[start Selected extract]

Friday 31 October 2014

Ten films to watch in November


Interstellar
With his $160m tribute to Stanley Kubrick’s 2001: A Space Odyssey, The Dark Knight director Christopher Nolan “has delivered a cerebral and original blockbuster that … is the utter antithesis of Transformers-style franchise filmmaking”, its special effects making Gravity seem like “a chamber piece by comparison”. There are no signs of the McConaissance slowing down, with critical praise for Matthew Mconaughey’s star turn as a flight ace joining fellow explorers (including Anne Hathaway) on a mission to discover whether mankind can find a home on another planet. Boasting its own HALs in the two AI characters TARS and CASE, and taking inspiration from theoretical physicist Kip Thorne, Interstellar avoids pure sci-fi by weaving a narrative that is part family melodrama and part space opera. On general release 5 November.


Foxcatcher
Complete with prosthetic nose and ratty teeth, Steve Carell gives a “career-changing performance” in a biopic that earned Bennett Miller (Capote) the best director award at Cannes. With its study of a twisted mind, the psychological drama about an Olympic wrestler (Channing Tatum) and his disturbing coach (Carell) has been touted as a best picture frontrunner at the Academy Awards. BBC Culture’s Owen Gleiberman praised Foxcatcher as “a brilliant and darkly arresting true-life tale that fuses Olympic sport and the pathologies of wealth with murder”; rather than featuring courage and heroism, it “grips us with the spectacle of dreams gone disastrously wrong”. Released 14 November in India and the US and 20 November in Russia.

[end Selected extract]
[start Information supplied]

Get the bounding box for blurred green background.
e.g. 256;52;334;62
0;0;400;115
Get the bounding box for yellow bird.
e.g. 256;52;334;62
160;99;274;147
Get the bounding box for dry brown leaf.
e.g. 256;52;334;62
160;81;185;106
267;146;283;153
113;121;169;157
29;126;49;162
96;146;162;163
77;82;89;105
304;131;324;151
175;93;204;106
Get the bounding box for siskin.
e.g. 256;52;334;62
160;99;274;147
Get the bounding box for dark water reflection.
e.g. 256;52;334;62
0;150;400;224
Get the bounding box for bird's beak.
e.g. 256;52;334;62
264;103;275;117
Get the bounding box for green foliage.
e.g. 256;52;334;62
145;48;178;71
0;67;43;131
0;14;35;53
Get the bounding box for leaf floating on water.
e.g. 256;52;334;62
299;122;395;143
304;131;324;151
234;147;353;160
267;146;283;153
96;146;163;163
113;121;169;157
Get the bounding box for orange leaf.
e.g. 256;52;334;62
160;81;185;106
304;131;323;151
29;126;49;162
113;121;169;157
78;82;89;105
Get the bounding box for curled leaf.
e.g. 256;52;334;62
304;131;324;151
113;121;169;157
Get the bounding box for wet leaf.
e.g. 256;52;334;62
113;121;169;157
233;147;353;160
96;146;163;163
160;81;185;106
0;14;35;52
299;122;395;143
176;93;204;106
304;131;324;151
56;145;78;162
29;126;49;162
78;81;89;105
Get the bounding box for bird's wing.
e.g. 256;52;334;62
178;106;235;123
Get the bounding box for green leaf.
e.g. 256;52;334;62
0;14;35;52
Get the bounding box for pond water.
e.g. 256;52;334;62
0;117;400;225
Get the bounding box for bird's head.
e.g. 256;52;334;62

[end Information supplied]

■ **What needs to be done**:
Set down the passage of the November film guide above from "Friday 31 October" up to and including "release 5 November.", word for word.

■ **Written solution**:
Friday 31 October 2014

Ten films to watch in November


Interstellar
With his $160m tribute to Stanley Kubrick’s 2001: A Space Odyssey, The Dark Knight director Christopher Nolan “has delivered a cerebral and original blockbuster that … is the utter antithesis of Transformers-style franchise filmmaking”, its special effects making Gravity seem like “a chamber piece by comparison”. There are no signs of the McConaissance slowing down, with critical praise for Matthew Mconaughey’s star turn as a flight ace joining fellow explorers (including Anne Hathaway) on a mission to discover whether mankind can find a home on another planet. Boasting its own HALs in the two AI characters TARS and CASE, and taking inspiration from theoretical physicist Kip Thorne, Interstellar avoids pure sci-fi by weaving a narrative that is part family melodrama and part space opera. On general release 5 November.